● **ASSIGNED TASK**
Please say which networks carry the USA vs Paraguay match in the States, according to the match preview below.
BEGIN SOURCE DOCUMENT
World Cup - Group D Opener
FOX

USA vs Paraguay

Friday, 9:00 PM ET | SoFi Stadium, Inglewood

This is the match the American audience has been circling for a year. The United States open their home World Cup in Group D against Paraguay at SoFi Stadium in Inglewood, kickoff 9:00 PM ET, carried in the States by FOX, Telemundo and Tubi. A host nation opener is a peculiar kind of pressure cooker: the country wants a statement, the players want to settle the nerves of playing the first match of a World Cup on home soil, and the safest way to do both is to start fast and impose tempo early. SoFi will be a sea of red, white and blue, and the Americans will want that energy to translate into a quick, controlled first 30 minutes rather than a tense, cagey opener.

For the United States, the assignment is to play with the freedom a home crowd is supposed to provide while respecting a Paraguay side that does not beat itself. The U.S. identity in this cycle leans on aggressive, high-energy pressing, quick vertical transitions, and an attacking group that wants to get on the ball in the final third. Against an organized South American opponent, the priority is patience without passivity: keep the structure, win the second balls, and trust the quality on the wings to eventually find space. An early goal would do wonders to release the weight of expectation that comes with opening a tournament your nation is hosting.

Paraguay arrive as exactly the kind of opponent that can spoil a party if the host is sloppy. South American sides are battle-tested through a grueling qualifying marathon, and Paraguay's traditional strengths, defensive organization, physicality, and a willingness to absorb pressure and counter, make them a difficult first opponent. Their best path is to stay compact, frustrate the American press by playing through the lines quickly, and look to catch the U.S. on the break when the hosts commit numbers forward. Springing a host nation cold in the opening match is one of tournament football's oldest stories, and Paraguay will know a tight, frustrating first half can plant real doubt in a stadium desperate for an early lead.
END SOURCE DOCUMENT
BEGIN DATASET
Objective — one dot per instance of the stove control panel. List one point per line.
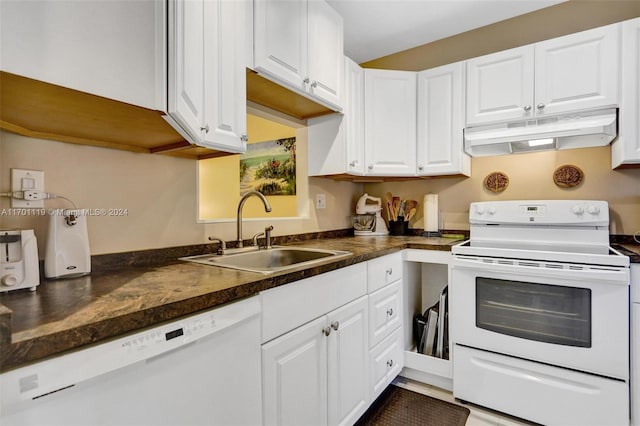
(543, 212)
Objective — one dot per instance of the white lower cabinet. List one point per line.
(317, 374)
(386, 361)
(384, 311)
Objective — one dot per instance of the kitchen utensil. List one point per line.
(368, 219)
(18, 260)
(67, 253)
(411, 213)
(396, 207)
(408, 205)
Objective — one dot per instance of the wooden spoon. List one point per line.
(408, 205)
(410, 215)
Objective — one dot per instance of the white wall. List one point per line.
(159, 193)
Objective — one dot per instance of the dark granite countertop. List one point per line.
(67, 314)
(63, 315)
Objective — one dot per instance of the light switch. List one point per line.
(27, 180)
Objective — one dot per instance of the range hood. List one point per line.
(576, 130)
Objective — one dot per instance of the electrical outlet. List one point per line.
(22, 180)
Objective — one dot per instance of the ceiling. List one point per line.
(376, 28)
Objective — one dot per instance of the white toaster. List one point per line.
(18, 260)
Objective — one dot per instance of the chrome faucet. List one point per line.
(267, 208)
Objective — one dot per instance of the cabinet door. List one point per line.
(385, 312)
(440, 124)
(500, 86)
(626, 148)
(114, 49)
(225, 111)
(348, 360)
(186, 66)
(294, 377)
(336, 142)
(390, 122)
(326, 54)
(354, 117)
(386, 362)
(280, 40)
(578, 71)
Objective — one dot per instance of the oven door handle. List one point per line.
(577, 272)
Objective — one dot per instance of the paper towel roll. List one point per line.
(431, 213)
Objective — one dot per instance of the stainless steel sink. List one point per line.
(271, 260)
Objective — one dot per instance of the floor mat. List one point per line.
(400, 407)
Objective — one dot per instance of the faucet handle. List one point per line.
(223, 245)
(267, 236)
(255, 238)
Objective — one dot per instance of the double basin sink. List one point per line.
(267, 261)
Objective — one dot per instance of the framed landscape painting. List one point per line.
(269, 167)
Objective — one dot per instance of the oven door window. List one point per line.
(540, 312)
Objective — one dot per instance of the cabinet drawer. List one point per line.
(384, 312)
(385, 362)
(291, 305)
(384, 270)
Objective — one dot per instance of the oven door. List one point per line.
(573, 316)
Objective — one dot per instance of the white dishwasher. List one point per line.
(200, 370)
(635, 344)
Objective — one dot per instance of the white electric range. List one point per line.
(540, 313)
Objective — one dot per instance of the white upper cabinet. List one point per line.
(578, 71)
(440, 122)
(300, 45)
(390, 122)
(207, 88)
(113, 49)
(354, 113)
(564, 74)
(500, 86)
(626, 148)
(336, 142)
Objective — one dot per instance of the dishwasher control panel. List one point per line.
(180, 332)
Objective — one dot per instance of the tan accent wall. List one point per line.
(158, 192)
(530, 178)
(554, 21)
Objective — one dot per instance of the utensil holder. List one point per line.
(398, 227)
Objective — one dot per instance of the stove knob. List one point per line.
(9, 280)
(593, 210)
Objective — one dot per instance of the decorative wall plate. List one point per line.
(568, 176)
(496, 182)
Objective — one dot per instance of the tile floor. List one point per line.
(479, 416)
END DATASET
● **ANSWER SPACE**
FOX, Telemundo and Tubi.